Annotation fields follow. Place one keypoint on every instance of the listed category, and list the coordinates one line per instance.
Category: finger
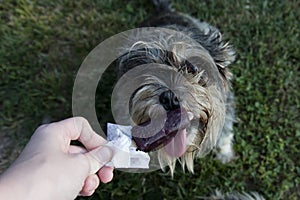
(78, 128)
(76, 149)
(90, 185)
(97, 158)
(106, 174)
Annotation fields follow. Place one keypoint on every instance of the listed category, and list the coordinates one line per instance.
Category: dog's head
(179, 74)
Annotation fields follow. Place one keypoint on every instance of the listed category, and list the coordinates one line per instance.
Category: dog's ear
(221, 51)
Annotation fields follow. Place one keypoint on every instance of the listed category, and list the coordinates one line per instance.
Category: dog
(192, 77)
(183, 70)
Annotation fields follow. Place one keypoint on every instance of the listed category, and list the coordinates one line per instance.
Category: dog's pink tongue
==
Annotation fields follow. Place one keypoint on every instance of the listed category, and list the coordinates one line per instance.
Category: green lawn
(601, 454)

- [PROBLEM DETAILS]
In the records above, everything from the line with "Category: finger" down to the line with "Category: dog's pink tongue" must be duplicated exactly, both lines kept. Leave no pictures in.

- [RESPONSE AREA]
Category: finger
(78, 128)
(76, 149)
(90, 185)
(97, 158)
(106, 174)
Annotation fields follow. Place one keypoint on every instance of the listed category, and list the coordinates one line per instance.
Category: dog's head
(179, 74)
Annotation fields follow. Place one keypoint on every instance of the listed category, and list the coordinates one line per instance.
Category: dog's ear
(221, 51)
Annotation fields follow. Place one keypoint on every instance of the listed category, and list the coordinates one line per instance.
Category: dog
(192, 77)
(183, 70)
Annotation fields follow. Place one keypoint on every instance of the listed category, and list the coordinates one line per instance.
Category: dog's pink tongue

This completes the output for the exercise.